*PROMPT A*:
Quote the passage of the forum reply below that opens with the words containing "I would walk" and closes with "String, age: Int)".

*TEXT BLOCK*:
↓
Re: Scala MatchError in Spark SQL

Andy Grove Wed, 20 Jan 2016 09:43:20 -0800

I would walk through a Spark tutorial in Scala. It will be the best way to
learn this.


In brief though, a Scala case class is like a Java bean / pojo but has a
more concise syntax (no getters/setters).

case class Person(firstName: String, lastName: String, age: Int)


Thanks,

Andy.

--

Andy Grove
Chief Architect
AgilData - Simple Streaming SQL that Scales
www.agildata.com


On Wed, Jan 20, 2016 at 10:28 AM, Raghu Ganti <raghuki...@gmail.com> wrote:

> Ah, OK! I am a novice to Scala - will take a look at Scala case classes.
> It would be awesome if you can provide some pointers.
↑
*RECORDS FOR THE EXERCISE*:
↓
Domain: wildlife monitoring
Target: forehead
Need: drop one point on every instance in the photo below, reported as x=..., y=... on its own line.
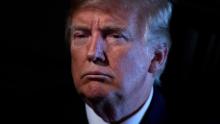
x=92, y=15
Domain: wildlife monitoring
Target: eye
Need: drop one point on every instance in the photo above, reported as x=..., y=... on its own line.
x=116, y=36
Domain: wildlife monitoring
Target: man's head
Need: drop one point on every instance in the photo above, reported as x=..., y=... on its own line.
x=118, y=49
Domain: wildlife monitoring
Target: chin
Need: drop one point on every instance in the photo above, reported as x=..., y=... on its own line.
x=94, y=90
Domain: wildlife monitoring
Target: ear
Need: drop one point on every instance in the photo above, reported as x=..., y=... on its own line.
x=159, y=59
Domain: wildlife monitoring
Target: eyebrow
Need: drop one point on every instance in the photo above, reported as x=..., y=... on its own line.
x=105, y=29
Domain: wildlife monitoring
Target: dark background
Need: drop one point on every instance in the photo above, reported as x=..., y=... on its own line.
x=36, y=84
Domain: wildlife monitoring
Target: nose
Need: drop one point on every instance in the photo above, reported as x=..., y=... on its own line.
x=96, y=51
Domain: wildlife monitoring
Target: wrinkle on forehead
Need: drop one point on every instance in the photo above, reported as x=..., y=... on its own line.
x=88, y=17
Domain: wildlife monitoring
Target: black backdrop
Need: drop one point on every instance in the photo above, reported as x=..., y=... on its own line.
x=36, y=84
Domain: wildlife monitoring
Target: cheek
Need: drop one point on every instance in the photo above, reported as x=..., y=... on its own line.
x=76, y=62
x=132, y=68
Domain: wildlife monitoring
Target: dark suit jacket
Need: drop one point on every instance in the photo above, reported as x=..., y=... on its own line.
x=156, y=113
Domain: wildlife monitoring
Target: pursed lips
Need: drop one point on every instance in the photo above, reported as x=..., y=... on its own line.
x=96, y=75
↑
↓
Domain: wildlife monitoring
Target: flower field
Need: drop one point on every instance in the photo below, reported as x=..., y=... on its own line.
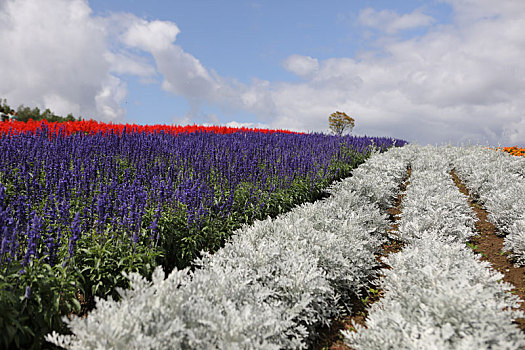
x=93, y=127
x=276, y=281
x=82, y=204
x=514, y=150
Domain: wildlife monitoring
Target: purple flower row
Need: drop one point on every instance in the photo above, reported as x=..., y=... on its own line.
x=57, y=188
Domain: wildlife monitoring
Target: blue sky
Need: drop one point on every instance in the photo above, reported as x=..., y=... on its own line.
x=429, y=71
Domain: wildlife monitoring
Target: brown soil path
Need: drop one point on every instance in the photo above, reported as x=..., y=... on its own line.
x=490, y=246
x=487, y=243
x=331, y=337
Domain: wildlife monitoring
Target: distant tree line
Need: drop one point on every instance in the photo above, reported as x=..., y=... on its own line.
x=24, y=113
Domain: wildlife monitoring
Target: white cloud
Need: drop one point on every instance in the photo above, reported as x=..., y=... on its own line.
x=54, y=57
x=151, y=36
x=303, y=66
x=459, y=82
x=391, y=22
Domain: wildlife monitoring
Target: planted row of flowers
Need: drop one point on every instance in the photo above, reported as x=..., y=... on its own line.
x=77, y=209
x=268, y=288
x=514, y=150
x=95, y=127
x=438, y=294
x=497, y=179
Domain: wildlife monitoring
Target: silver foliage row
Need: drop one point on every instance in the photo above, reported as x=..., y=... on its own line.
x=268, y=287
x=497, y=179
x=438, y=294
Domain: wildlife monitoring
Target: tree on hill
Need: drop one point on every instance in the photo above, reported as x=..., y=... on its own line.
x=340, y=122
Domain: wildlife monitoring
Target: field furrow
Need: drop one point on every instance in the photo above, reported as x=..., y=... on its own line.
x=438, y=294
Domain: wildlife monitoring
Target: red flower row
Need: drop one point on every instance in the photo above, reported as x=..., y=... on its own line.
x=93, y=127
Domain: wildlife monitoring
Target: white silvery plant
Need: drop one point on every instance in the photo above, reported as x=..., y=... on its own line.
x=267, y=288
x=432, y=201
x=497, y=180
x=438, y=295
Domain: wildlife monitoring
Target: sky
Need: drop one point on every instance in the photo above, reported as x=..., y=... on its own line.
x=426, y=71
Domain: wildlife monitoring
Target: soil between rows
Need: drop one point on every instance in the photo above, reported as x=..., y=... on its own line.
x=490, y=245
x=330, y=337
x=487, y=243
↑
↓
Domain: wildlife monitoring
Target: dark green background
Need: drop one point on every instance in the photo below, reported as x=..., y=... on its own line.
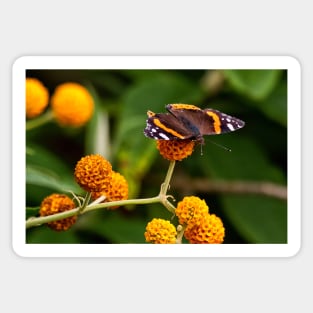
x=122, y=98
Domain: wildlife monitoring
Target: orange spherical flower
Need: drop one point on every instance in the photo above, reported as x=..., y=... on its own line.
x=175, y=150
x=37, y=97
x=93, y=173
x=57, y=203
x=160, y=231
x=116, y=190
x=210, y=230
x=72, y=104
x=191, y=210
↑
*PROMPT B*:
Show every line in the entries above that contains the string "background". Case counts.

*TASK ANSWER A*:
I would walk through a Spark tutorial in Scala. It will be the best way to
learn this.


In brief though, a Scala case class is like a Java bean / pojo but has a
more concise syntax (no getters/setters).

case class Person(firstName: String, lastName: String, age: Int)

*TASK ANSWER B*:
Target: dark background
Target: dark green background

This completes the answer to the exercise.